Records supplied:
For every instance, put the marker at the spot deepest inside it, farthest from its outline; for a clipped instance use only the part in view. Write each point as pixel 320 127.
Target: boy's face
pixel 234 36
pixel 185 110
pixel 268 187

Your objective: Line by line, reproduce the data above exactly.

Exercise output:
For every instance, put the marker at the spot deepest inside it, farthest from its outline; for a clipped instance use only the part in view. Write each point as pixel 320 127.
Target: boy's face
pixel 234 36
pixel 185 110
pixel 268 187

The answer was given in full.